[Your instructions]
Up to and including the line with "Where can you spot the building", restate the records below word for word, beginning with their first line.

[[ Available data open ]]

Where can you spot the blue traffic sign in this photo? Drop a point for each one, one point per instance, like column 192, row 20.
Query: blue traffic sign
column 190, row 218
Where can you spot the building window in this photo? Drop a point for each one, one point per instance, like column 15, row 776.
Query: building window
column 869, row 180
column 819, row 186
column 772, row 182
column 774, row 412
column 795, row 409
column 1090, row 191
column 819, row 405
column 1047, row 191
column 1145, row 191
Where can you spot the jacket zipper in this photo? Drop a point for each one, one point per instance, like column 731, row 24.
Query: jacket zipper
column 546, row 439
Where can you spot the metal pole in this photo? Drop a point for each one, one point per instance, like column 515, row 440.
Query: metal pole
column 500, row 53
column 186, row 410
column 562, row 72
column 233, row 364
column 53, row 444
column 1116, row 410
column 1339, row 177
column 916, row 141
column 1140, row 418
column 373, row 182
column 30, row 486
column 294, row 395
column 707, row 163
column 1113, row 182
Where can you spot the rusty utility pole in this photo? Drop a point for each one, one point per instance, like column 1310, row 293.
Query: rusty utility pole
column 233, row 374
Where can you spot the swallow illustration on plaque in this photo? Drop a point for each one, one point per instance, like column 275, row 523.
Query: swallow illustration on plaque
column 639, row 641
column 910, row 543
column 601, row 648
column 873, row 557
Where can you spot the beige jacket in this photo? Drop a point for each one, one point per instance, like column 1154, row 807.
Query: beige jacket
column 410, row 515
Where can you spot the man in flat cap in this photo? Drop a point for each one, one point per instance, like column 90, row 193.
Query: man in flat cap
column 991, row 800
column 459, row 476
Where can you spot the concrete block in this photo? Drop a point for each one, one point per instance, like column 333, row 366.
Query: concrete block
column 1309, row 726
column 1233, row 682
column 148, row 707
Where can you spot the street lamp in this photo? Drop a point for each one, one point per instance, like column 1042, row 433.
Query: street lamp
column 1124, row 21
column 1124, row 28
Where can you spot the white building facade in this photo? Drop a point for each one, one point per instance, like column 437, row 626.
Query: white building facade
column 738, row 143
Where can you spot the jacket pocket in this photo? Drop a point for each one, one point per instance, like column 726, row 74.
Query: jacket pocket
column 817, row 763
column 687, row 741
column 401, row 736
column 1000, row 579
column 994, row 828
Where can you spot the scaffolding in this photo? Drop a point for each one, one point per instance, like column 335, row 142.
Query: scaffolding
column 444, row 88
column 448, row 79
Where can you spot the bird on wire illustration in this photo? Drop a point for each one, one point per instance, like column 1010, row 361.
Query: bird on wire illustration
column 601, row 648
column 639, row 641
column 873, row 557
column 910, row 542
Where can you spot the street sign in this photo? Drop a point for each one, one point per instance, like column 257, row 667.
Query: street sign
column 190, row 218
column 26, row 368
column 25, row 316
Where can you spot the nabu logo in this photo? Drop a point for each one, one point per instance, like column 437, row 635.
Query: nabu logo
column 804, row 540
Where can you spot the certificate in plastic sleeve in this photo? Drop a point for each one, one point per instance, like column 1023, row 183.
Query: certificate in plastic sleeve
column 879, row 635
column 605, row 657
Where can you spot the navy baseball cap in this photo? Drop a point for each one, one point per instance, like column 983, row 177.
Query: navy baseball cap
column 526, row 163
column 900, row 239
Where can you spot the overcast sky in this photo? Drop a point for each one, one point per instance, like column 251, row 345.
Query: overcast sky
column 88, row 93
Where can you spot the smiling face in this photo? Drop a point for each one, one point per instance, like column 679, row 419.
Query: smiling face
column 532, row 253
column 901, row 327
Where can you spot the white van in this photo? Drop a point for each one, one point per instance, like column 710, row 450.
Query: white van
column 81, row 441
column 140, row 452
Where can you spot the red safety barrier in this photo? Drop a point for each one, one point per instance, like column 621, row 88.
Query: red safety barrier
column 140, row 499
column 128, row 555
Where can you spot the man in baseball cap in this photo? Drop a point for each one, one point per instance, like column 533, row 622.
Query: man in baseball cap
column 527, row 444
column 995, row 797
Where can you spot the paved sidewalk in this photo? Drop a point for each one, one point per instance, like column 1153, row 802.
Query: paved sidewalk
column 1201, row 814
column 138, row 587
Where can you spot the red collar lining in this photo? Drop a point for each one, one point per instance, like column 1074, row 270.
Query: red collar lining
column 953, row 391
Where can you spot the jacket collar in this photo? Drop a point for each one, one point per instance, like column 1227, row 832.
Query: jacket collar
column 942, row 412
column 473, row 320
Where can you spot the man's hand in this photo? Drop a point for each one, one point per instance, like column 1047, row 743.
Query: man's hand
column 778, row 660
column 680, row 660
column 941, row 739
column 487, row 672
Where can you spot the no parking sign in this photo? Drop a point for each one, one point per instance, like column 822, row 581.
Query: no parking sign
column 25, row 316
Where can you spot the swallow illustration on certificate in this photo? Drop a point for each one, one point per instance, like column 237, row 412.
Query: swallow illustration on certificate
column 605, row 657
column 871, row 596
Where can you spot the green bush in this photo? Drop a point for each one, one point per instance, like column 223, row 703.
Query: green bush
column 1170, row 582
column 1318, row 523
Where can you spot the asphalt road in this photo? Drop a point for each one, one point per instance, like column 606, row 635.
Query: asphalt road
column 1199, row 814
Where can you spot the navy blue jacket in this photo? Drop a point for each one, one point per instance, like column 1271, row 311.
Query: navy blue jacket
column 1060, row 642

[[ Available data closed ]]

[Output for this exercise]
Where can you spot the blue traffic sign in this photo? Drop a point for each one, one point per instance, like column 192, row 20.
Query: blue traffic sign
column 190, row 218
Where can you spot the building window in this photo? Drop a point for each one, one point per instance, like column 15, row 776.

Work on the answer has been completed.